begin
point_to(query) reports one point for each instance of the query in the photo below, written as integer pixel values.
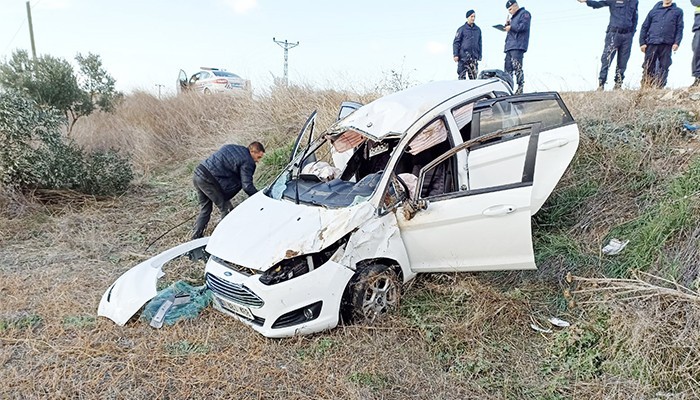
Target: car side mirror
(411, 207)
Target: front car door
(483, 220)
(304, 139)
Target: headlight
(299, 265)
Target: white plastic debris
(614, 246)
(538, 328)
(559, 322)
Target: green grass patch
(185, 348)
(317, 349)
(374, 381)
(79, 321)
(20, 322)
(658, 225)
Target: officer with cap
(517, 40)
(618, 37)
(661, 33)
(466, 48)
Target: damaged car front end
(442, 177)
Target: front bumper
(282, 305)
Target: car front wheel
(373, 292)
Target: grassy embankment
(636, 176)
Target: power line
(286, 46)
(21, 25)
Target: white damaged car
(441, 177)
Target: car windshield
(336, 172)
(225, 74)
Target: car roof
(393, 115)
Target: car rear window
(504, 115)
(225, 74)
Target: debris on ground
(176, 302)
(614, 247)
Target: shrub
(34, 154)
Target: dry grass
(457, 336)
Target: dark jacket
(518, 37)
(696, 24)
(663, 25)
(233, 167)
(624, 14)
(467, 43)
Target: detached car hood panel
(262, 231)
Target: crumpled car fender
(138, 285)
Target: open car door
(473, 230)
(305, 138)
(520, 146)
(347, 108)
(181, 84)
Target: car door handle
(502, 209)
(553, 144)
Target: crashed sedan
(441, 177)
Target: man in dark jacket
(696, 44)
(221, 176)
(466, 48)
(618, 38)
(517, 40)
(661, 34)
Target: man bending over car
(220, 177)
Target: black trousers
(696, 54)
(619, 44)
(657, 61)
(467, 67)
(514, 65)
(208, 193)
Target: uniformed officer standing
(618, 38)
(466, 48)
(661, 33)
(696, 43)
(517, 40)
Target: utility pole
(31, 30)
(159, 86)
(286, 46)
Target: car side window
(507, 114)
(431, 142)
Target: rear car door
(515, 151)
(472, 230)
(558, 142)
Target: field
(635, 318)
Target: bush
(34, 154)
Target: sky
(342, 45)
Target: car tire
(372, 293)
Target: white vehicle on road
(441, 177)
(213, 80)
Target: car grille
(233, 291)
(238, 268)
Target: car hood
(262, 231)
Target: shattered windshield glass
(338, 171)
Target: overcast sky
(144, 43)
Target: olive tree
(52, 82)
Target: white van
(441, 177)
end
> _EXERCISE PROMPT_
Copy out every row above word for word, from the first line to the last, and leave the pictures out.

> _ANSWER_
point_to(query) reports one point for each instance of the query in the photo below, written as integer pixel values.
Target: car side mirror
(411, 207)
Target: front car door
(483, 220)
(304, 139)
Target: headlight
(299, 265)
Target: white plastic debris
(614, 246)
(538, 328)
(559, 322)
Target: green grass patch
(185, 348)
(317, 349)
(374, 381)
(79, 321)
(20, 322)
(658, 225)
Target: officer with cap
(517, 40)
(618, 37)
(661, 33)
(466, 48)
Target: damaged car front end
(442, 177)
Target: front bumper
(282, 305)
Target: car front wheel
(373, 292)
Target: grassy embankment
(636, 176)
Target: power line
(286, 46)
(21, 25)
Target: white damaged car
(441, 177)
Target: car windshield
(336, 172)
(225, 74)
Target: car roof
(393, 115)
Target: car rear window
(504, 115)
(225, 74)
Target: debris on ground
(176, 302)
(614, 247)
Target: shrub
(34, 154)
Target: dry grass
(457, 336)
Target: dark jacket
(518, 37)
(696, 24)
(663, 25)
(233, 167)
(624, 14)
(467, 43)
Target: detached car hood panel
(262, 231)
Target: crumpled car fender
(138, 285)
Target: open car door
(473, 230)
(305, 138)
(520, 146)
(347, 108)
(181, 84)
Target: car door handle
(502, 209)
(553, 144)
Target: crashed sedan
(441, 177)
Target: man in dark jacket
(696, 44)
(221, 176)
(466, 48)
(618, 38)
(517, 40)
(661, 34)
Target: man bending over car
(220, 177)
Target: black trousers
(696, 54)
(619, 44)
(657, 61)
(467, 67)
(514, 65)
(208, 193)
Target: uniformed officer standing
(618, 38)
(466, 48)
(661, 33)
(696, 43)
(517, 40)
Target: utility pole
(31, 30)
(159, 86)
(286, 46)
Target: car side window
(507, 114)
(431, 142)
Target: rear car door
(515, 151)
(472, 230)
(558, 142)
Target: field
(635, 318)
Target: bush
(34, 154)
Target: sky
(342, 45)
Target: car tire
(372, 293)
Target: white vehicle on road
(441, 177)
(213, 80)
Target: car grille
(233, 291)
(238, 268)
Target: car hood
(262, 231)
Target: shattered windshield glass
(338, 171)
Target: overcast sky
(144, 43)
Target: olive tree
(52, 82)
Target: white van
(441, 177)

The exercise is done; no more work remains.